*What is being asked*.
Extract, exactly as written, the line that contains "jousting stick --coords=pixels" and all lines after it through the end of the records. Omit pictures.

* start Extracted material *

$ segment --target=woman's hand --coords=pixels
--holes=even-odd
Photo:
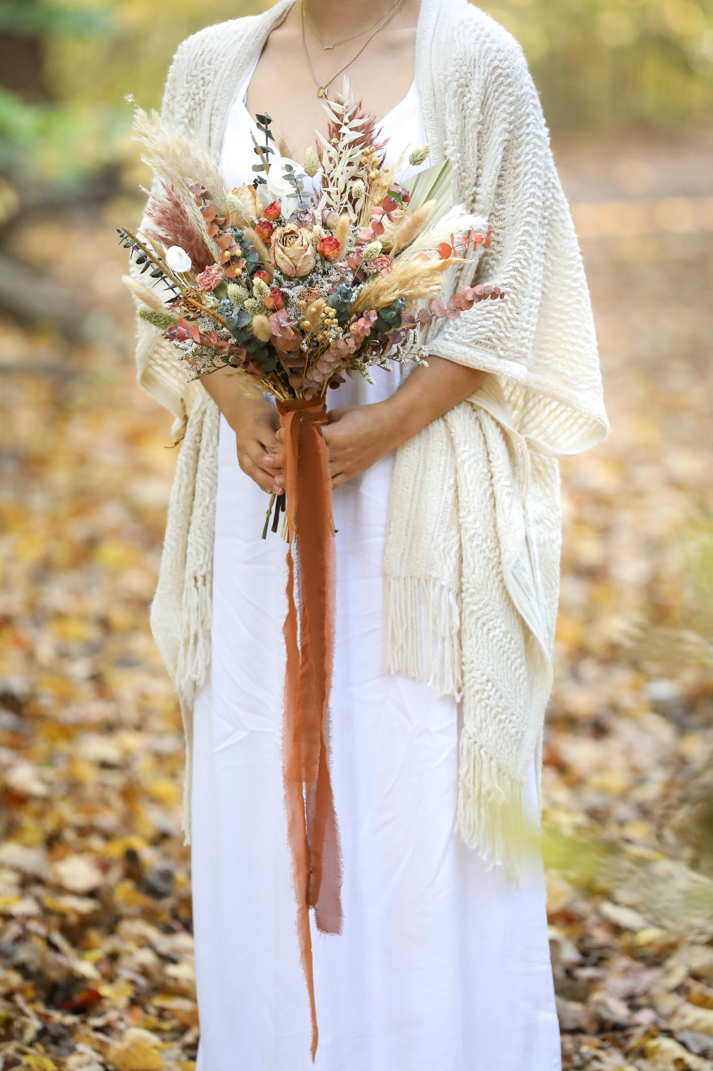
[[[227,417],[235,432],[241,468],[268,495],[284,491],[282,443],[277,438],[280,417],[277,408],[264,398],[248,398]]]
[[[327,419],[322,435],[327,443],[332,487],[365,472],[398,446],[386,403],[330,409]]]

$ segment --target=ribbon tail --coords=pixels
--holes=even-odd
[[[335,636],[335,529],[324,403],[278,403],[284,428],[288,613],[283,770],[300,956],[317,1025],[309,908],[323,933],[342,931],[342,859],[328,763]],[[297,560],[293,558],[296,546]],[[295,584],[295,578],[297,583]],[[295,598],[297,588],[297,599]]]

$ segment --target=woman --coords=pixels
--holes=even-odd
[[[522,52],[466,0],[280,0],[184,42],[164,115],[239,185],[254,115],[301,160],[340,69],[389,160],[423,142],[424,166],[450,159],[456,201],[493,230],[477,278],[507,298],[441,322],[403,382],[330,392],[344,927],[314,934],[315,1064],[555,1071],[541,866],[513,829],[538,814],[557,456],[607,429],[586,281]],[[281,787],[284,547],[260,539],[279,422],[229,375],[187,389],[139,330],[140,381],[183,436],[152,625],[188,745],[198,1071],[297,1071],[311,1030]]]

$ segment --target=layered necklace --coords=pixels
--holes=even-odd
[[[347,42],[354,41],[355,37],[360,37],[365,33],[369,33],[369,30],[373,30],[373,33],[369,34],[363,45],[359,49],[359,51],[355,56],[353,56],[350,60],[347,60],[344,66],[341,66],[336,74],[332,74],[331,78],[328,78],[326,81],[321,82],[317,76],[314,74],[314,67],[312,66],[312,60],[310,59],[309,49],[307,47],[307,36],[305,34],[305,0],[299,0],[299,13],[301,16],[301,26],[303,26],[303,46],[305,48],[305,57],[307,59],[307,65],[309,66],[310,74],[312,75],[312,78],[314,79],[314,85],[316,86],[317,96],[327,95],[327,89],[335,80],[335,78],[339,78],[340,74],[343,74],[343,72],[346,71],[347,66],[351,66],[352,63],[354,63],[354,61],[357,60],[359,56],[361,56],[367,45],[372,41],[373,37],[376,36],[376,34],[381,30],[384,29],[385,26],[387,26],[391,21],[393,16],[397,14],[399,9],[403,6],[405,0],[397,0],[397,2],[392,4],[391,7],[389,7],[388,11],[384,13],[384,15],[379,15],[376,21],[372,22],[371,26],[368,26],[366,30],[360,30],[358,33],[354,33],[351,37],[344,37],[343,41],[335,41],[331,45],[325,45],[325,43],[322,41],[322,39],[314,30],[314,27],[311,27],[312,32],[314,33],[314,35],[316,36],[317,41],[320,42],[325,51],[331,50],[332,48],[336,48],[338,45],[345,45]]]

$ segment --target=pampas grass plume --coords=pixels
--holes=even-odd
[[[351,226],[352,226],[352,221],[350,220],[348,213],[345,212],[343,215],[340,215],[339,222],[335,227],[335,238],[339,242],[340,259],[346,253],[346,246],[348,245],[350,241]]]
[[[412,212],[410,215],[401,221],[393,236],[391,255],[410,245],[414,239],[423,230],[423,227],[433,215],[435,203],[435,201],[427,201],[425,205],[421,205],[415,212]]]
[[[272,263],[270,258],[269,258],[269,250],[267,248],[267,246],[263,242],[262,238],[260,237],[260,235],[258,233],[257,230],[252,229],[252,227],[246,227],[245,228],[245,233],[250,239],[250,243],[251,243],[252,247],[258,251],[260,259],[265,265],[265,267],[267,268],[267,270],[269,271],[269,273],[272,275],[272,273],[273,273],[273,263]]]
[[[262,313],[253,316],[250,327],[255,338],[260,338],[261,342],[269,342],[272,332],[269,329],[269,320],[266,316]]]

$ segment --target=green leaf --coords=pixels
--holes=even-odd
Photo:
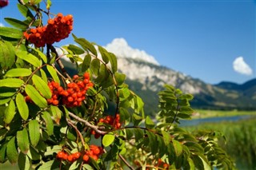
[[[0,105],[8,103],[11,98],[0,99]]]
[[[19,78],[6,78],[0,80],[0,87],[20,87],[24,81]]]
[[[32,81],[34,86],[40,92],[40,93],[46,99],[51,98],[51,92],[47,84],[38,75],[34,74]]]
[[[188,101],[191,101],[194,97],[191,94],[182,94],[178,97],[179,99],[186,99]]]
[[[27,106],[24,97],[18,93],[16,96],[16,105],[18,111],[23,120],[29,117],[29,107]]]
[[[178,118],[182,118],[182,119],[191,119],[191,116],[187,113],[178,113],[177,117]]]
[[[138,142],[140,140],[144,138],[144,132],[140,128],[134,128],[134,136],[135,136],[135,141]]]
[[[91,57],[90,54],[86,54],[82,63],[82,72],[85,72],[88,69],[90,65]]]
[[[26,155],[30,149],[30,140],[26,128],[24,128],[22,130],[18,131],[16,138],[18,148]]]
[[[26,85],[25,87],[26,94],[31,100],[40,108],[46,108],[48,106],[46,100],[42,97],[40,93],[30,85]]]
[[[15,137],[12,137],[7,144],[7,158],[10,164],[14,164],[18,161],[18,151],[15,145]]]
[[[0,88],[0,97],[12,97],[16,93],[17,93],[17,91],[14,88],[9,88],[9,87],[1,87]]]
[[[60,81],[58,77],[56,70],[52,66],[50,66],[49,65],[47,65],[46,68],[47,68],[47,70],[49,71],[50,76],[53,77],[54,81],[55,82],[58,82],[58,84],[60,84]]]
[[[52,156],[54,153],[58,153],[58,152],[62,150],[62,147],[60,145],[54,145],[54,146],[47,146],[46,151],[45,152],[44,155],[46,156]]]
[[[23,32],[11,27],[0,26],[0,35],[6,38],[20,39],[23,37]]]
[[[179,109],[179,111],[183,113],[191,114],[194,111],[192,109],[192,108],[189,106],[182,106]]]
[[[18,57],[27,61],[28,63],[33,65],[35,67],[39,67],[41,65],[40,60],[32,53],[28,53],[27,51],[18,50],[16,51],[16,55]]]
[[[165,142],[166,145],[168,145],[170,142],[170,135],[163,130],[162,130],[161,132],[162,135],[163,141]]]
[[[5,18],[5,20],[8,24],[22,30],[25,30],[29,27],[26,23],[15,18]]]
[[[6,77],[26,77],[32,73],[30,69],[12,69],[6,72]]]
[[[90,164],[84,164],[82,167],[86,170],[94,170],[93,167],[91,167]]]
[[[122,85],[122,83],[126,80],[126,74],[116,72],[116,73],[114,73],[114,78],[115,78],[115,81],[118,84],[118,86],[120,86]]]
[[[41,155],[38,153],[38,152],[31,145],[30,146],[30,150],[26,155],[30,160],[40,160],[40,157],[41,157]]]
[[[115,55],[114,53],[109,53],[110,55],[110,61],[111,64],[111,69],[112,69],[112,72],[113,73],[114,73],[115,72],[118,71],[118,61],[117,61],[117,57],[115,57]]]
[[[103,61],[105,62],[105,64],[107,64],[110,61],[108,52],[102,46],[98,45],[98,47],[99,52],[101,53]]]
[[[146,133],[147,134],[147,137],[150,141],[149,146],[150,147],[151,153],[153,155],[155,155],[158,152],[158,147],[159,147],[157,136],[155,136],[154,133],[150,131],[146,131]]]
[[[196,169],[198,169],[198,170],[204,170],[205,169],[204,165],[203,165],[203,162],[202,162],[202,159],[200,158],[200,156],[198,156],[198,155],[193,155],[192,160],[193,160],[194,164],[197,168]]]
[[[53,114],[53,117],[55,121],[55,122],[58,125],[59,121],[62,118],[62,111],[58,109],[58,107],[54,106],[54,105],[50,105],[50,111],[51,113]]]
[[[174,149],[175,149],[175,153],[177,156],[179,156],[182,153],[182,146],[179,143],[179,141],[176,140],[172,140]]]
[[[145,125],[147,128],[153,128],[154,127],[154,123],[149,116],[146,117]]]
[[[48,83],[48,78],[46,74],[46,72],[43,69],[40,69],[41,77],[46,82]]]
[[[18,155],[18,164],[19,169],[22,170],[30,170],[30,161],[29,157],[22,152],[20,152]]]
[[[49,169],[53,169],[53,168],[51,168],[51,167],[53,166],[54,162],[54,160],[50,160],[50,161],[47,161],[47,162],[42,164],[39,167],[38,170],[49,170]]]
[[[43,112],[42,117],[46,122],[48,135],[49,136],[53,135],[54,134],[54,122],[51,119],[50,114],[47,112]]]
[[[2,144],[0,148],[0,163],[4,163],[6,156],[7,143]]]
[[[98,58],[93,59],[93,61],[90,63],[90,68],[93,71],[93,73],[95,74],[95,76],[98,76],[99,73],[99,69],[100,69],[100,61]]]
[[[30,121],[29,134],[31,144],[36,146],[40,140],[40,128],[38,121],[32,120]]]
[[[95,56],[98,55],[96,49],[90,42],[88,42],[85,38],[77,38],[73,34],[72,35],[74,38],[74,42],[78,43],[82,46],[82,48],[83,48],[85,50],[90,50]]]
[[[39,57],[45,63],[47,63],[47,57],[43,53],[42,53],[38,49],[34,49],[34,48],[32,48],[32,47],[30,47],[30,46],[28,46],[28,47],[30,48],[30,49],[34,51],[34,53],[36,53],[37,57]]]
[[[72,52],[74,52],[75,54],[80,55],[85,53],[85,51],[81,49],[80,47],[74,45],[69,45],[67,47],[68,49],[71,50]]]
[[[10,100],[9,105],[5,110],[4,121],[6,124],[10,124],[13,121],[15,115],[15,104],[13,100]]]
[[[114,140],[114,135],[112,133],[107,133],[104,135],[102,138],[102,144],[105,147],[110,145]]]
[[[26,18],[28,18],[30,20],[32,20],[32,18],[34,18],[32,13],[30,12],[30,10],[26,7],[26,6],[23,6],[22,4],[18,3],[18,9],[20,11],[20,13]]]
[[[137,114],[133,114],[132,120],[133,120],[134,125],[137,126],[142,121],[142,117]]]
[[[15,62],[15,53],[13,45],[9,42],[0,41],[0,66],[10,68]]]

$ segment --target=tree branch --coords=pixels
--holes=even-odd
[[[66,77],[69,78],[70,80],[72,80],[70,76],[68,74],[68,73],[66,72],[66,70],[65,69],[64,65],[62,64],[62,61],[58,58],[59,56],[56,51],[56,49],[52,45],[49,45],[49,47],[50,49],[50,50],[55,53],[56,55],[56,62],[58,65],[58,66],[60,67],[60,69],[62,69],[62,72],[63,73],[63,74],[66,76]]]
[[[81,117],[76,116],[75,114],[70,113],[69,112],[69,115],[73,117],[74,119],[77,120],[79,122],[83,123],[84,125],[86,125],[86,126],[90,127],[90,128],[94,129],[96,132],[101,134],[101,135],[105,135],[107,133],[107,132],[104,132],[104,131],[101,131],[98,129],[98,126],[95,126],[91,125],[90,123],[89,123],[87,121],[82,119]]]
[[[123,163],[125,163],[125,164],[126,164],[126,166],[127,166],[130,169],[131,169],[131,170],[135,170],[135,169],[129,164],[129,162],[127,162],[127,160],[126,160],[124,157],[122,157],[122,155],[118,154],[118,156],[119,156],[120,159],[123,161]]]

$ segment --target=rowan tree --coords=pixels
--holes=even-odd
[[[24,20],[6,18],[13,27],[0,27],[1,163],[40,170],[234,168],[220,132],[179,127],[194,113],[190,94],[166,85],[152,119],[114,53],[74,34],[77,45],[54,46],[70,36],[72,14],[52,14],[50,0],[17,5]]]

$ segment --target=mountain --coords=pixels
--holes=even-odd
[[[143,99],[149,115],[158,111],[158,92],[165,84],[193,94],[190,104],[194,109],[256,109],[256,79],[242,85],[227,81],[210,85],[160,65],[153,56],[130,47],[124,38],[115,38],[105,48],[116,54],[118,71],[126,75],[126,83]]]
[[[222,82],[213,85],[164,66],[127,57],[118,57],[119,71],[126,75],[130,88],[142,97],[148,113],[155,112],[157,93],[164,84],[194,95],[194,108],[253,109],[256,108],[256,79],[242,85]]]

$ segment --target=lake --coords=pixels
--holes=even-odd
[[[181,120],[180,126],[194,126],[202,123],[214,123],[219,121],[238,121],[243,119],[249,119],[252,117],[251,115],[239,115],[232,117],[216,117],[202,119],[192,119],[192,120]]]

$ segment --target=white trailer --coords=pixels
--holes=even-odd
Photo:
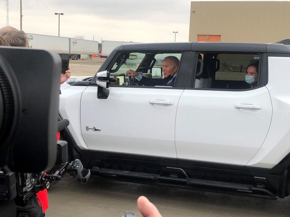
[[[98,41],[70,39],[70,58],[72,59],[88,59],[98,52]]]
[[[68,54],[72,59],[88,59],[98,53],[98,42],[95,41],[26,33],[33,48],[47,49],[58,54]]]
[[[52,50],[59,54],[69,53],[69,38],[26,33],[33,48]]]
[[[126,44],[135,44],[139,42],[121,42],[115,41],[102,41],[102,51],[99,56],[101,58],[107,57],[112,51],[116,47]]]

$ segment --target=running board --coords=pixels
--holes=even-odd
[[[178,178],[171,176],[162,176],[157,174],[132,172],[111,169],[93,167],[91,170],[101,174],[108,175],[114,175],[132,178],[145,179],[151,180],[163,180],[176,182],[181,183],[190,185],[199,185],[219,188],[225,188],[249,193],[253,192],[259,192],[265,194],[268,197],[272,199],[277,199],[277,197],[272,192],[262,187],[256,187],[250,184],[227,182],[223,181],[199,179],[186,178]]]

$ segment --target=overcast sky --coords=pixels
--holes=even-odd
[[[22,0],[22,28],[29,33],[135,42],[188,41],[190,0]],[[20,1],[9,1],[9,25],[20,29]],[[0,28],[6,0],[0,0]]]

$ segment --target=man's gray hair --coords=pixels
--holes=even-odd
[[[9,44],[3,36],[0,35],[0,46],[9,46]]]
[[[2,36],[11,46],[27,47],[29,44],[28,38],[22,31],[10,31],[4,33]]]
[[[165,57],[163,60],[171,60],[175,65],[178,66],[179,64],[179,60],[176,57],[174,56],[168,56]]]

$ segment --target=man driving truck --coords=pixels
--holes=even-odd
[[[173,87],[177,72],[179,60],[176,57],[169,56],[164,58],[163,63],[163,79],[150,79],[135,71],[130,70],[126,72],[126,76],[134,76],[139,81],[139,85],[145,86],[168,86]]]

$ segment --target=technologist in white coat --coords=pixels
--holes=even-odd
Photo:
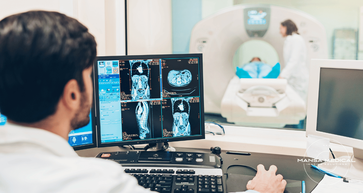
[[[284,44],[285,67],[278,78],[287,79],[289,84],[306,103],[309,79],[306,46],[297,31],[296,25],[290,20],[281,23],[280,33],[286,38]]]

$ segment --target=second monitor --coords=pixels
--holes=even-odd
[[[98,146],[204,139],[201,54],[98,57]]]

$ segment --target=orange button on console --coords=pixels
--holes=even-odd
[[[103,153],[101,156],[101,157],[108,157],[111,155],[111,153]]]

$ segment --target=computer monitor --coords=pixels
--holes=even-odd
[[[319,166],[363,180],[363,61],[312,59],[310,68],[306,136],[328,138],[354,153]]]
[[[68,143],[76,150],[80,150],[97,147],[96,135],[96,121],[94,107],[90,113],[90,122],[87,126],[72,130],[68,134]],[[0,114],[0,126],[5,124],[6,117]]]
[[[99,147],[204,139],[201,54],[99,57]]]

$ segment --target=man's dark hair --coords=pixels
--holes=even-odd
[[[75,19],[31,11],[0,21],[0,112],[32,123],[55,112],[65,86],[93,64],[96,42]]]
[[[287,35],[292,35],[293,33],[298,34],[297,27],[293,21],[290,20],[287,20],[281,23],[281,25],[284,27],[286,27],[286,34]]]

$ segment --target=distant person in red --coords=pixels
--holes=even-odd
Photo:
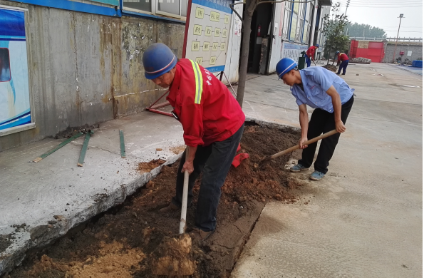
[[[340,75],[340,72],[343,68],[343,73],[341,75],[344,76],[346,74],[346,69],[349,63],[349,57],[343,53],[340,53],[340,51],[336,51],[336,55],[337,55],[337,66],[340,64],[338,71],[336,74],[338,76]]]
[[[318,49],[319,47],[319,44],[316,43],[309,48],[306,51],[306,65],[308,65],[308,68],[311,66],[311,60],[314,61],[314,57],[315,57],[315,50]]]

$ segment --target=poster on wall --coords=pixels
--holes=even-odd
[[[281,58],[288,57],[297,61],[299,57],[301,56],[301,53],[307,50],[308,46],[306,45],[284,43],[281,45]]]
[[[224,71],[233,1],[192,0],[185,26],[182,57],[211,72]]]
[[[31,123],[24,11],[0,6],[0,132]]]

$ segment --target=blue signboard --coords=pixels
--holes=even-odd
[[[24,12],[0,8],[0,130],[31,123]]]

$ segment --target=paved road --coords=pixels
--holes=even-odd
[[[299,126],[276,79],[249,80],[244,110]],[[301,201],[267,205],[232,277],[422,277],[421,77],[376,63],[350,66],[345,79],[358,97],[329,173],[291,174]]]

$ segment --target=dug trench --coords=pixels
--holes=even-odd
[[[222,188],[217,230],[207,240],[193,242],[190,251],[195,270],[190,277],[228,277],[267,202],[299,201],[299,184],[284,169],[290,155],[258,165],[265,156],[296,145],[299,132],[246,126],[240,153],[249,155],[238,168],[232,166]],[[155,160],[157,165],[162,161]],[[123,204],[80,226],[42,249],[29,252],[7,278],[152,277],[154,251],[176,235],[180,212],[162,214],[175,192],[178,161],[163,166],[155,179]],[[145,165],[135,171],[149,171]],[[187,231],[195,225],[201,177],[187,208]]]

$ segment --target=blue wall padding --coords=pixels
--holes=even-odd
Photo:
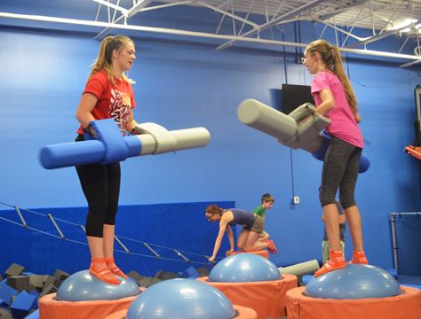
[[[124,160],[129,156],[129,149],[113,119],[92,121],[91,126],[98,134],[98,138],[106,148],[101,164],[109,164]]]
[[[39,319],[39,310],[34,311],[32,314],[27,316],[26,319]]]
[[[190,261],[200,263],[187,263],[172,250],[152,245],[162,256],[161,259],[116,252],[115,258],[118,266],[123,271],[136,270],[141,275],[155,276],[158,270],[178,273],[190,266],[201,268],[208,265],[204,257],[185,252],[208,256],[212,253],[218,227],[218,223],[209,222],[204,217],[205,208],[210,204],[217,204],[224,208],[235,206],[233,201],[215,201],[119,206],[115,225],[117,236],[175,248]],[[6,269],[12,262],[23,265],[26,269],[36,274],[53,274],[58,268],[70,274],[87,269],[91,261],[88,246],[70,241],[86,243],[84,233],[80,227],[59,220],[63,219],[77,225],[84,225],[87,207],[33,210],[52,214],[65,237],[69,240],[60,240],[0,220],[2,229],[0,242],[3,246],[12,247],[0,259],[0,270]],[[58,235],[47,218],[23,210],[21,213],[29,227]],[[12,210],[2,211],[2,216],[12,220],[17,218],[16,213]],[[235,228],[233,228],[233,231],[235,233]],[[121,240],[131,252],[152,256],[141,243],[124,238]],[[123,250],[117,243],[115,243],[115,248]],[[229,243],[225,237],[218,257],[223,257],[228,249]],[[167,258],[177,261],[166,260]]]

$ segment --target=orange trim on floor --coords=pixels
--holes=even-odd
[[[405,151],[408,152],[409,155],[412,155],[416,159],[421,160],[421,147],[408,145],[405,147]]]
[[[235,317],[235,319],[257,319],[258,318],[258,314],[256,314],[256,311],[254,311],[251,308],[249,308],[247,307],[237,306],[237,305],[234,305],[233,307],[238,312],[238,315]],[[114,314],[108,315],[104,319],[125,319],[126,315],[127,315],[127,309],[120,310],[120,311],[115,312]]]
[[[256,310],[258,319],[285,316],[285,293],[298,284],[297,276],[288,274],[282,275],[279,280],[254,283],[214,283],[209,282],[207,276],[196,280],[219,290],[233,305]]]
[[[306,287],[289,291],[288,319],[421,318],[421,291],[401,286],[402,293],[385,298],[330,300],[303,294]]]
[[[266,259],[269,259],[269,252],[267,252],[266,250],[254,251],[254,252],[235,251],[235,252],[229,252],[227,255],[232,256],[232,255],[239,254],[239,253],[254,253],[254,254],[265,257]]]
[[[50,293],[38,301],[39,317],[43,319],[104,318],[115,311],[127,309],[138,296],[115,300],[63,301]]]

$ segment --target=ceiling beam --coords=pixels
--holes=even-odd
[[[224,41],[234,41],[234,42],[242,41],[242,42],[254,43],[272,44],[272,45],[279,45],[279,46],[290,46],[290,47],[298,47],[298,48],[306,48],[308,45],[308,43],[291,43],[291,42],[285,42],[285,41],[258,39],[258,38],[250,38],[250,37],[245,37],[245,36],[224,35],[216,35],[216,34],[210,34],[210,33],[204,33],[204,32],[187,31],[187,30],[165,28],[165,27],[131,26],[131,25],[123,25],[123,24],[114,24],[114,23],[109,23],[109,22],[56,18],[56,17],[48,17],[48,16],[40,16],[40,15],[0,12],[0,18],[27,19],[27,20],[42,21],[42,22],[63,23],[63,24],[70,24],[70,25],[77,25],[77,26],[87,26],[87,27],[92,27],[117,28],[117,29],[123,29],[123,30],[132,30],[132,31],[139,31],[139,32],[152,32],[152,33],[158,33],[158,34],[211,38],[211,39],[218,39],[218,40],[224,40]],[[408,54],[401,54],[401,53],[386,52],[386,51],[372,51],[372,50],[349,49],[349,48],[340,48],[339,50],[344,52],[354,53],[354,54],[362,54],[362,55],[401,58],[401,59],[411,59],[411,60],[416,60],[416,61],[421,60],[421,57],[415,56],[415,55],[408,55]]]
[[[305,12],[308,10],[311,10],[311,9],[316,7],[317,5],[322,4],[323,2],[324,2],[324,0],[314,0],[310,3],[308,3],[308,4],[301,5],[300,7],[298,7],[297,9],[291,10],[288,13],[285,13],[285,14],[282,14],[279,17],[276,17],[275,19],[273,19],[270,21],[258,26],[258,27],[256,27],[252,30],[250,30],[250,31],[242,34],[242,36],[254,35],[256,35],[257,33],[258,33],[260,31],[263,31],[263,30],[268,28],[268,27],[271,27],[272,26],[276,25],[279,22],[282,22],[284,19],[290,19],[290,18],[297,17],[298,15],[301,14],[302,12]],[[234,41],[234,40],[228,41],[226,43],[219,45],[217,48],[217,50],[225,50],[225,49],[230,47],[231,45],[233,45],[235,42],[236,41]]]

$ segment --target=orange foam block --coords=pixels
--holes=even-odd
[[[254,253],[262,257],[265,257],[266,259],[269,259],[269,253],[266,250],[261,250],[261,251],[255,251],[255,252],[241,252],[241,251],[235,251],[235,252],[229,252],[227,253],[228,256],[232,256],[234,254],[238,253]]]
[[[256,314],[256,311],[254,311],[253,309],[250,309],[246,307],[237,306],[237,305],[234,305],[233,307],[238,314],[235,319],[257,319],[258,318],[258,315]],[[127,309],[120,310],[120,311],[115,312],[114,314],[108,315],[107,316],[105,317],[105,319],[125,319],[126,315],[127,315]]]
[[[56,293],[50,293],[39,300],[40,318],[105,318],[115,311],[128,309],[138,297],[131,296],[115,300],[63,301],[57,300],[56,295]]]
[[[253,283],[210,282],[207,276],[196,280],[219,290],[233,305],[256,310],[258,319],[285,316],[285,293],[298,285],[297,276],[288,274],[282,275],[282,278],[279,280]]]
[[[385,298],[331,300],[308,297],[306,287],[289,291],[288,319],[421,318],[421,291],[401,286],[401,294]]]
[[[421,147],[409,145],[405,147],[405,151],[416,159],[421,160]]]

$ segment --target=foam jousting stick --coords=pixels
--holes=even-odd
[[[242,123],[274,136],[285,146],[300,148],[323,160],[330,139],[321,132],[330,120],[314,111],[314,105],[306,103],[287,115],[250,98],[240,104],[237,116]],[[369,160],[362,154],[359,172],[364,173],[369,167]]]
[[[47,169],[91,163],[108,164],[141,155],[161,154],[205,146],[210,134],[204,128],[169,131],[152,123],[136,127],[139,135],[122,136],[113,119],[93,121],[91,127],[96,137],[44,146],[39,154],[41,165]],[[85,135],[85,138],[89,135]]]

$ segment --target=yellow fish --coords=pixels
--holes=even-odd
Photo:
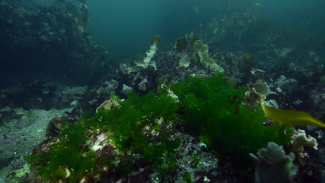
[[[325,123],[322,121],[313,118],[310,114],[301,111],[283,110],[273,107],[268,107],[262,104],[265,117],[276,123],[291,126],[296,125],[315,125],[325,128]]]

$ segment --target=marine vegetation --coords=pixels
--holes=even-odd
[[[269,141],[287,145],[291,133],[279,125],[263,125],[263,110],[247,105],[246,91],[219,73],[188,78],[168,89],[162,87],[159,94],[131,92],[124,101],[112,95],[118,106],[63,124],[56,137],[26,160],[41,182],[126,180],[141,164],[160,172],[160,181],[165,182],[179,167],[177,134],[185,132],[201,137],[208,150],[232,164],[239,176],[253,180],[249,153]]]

* end Extracted material *

*Complete output*.
$ segment --target=foam jousting stick --coords=pixels
--holes=even-odd
[[[242,123],[274,136],[285,146],[300,148],[323,160],[330,139],[321,132],[330,120],[314,111],[314,105],[306,103],[287,115],[250,98],[240,104],[237,116]],[[369,160],[362,154],[359,172],[364,173],[369,167]]]
[[[47,169],[91,163],[108,164],[141,155],[161,154],[205,146],[210,134],[204,128],[169,131],[152,123],[136,127],[139,135],[122,136],[113,119],[93,121],[91,127],[96,137],[44,146],[39,154],[41,165]],[[85,135],[85,138],[89,135]]]

$ segment --target=yellow fish --coords=pixels
--holes=even-odd
Photo:
[[[325,123],[322,121],[313,118],[310,114],[301,111],[283,110],[273,107],[268,107],[262,104],[265,117],[276,123],[291,126],[296,125],[315,125],[325,128]]]

$ segment --target=marine vegetation --coords=pixels
--holes=even-odd
[[[269,141],[287,145],[291,133],[279,125],[263,125],[263,110],[247,105],[246,91],[219,73],[188,78],[168,89],[162,87],[159,94],[131,92],[124,101],[112,95],[118,106],[63,124],[56,137],[26,160],[41,182],[126,180],[141,164],[160,172],[160,181],[165,182],[179,167],[177,134],[185,132],[201,137],[208,150],[232,164],[239,176],[253,180],[249,153]]]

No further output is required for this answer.